» TASK ITEM:
In the entries below, find each line with the word "shoulder" and pull it out.

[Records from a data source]
·····

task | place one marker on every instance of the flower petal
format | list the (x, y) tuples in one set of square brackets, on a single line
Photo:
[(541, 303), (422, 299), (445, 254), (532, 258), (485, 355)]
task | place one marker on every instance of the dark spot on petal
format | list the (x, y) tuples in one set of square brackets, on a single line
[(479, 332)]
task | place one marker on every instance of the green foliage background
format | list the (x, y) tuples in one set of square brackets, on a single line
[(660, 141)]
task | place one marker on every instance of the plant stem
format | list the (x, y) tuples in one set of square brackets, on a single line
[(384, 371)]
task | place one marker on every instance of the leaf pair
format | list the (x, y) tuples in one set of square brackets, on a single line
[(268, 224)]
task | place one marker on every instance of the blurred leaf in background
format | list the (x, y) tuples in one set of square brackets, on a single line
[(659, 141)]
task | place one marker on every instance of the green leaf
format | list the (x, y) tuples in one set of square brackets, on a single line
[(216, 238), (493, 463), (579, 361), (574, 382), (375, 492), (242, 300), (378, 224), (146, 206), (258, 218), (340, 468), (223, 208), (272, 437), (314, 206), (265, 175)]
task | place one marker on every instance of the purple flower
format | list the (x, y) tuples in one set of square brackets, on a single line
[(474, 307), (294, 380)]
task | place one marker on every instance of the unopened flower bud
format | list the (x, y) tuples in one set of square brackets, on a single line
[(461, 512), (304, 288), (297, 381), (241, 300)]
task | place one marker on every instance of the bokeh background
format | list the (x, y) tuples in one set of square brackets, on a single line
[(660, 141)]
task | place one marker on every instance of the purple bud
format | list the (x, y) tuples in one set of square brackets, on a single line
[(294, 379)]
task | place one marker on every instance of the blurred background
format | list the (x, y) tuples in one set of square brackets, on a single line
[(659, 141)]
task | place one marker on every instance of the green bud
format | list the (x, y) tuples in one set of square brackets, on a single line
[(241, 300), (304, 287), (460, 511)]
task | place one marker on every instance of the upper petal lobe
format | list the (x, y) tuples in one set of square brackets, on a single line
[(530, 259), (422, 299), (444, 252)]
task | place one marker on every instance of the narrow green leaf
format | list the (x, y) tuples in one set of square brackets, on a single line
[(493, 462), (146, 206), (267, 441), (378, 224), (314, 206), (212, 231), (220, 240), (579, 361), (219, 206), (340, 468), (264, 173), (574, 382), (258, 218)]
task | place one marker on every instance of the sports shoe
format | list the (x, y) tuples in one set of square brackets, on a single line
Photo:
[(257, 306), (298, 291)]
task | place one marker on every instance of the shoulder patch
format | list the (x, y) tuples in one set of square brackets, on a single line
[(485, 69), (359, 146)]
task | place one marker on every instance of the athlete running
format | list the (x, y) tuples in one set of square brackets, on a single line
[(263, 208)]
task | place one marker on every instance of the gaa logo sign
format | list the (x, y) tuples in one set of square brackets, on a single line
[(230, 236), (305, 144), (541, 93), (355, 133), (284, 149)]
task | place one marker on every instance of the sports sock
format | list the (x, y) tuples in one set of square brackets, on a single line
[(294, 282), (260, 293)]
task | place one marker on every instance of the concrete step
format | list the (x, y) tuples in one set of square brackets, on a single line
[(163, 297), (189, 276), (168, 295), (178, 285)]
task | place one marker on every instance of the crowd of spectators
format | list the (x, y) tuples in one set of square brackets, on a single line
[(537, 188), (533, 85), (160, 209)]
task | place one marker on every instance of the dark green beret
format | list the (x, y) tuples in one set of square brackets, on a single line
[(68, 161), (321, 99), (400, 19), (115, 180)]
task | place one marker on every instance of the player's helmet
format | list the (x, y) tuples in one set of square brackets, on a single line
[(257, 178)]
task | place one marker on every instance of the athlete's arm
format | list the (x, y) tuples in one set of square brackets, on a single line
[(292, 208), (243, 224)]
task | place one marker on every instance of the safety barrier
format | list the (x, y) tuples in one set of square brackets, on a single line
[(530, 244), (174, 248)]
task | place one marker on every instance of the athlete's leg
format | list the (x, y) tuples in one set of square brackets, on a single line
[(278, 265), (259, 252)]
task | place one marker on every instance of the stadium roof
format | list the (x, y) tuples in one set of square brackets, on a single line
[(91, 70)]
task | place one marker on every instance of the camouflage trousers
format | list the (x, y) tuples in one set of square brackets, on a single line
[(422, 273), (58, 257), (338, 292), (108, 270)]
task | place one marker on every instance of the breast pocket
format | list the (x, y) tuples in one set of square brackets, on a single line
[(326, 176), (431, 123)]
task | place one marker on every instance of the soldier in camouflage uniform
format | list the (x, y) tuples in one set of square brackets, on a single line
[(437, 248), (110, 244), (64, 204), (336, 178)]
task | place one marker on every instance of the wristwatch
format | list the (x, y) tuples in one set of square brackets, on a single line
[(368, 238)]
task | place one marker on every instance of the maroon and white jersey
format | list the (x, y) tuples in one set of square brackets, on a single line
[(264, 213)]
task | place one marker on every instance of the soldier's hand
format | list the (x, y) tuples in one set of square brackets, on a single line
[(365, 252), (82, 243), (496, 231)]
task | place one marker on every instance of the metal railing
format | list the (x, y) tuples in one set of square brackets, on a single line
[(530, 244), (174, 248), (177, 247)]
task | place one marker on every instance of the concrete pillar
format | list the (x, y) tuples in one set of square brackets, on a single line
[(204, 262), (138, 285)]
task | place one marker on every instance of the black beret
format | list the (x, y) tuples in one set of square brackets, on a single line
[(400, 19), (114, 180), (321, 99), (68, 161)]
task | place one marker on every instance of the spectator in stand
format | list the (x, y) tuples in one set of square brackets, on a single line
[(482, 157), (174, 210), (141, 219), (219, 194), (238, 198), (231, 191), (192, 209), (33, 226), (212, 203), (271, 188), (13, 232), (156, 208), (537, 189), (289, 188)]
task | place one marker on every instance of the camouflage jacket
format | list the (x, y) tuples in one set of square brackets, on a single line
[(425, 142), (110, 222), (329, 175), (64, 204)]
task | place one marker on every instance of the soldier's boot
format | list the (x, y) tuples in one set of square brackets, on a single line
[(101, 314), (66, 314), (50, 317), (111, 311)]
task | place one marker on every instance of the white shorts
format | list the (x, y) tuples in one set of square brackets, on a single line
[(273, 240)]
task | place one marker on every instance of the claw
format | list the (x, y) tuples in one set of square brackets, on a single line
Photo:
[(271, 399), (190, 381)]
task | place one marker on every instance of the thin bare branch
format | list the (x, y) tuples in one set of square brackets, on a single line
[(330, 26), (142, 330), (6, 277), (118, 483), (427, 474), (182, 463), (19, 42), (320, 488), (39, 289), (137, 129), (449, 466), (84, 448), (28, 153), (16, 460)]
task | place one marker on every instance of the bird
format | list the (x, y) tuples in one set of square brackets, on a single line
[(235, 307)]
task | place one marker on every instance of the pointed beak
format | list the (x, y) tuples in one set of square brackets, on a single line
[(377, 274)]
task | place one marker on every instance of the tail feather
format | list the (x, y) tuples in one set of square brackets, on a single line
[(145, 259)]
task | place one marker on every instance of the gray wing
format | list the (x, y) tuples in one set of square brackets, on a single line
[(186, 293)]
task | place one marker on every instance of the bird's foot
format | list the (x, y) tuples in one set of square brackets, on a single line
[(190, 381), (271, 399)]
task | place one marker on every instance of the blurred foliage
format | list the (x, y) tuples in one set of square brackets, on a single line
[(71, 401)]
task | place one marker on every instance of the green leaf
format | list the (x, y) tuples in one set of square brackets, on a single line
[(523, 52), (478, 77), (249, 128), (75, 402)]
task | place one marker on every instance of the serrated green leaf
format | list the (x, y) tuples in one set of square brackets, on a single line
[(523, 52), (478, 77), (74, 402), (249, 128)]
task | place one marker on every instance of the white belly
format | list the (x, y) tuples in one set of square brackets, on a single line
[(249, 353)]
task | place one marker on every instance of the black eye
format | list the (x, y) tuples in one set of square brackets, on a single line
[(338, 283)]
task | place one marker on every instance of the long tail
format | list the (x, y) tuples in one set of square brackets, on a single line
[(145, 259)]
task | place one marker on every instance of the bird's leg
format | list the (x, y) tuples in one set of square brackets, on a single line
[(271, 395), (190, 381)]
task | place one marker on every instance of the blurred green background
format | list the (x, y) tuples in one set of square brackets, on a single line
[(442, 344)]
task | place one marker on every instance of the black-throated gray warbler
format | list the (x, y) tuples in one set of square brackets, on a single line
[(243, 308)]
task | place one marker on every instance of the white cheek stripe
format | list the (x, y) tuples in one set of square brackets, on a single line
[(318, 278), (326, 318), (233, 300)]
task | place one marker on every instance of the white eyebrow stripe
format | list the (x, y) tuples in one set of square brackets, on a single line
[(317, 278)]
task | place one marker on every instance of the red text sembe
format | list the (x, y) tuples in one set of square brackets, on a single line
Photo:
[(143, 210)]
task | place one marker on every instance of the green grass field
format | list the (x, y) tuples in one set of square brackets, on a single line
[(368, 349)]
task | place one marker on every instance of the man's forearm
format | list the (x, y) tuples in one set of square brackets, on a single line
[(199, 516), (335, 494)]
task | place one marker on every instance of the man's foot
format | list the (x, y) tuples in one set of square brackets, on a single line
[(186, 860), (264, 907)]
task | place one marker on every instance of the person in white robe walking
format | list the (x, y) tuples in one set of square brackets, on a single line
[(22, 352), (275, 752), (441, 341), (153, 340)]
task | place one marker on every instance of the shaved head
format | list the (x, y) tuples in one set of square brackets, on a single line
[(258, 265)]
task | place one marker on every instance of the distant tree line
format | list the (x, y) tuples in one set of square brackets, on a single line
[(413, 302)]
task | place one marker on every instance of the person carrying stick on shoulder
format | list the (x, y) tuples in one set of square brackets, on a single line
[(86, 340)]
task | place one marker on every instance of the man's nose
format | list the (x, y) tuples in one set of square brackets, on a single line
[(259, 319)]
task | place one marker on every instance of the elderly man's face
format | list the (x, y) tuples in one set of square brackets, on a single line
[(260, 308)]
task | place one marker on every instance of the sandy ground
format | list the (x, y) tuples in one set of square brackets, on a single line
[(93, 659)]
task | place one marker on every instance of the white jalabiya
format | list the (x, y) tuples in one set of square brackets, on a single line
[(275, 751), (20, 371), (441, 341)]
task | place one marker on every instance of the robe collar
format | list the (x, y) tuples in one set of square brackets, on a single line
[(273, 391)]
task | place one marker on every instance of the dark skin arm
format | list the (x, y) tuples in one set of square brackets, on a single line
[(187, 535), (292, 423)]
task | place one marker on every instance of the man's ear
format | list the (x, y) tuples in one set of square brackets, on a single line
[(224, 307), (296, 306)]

·····

» ANSWER BOX:
task | place one marker on every instance of the shoulder patch
task | place one marker on every instance of the person carrying stick on shoulder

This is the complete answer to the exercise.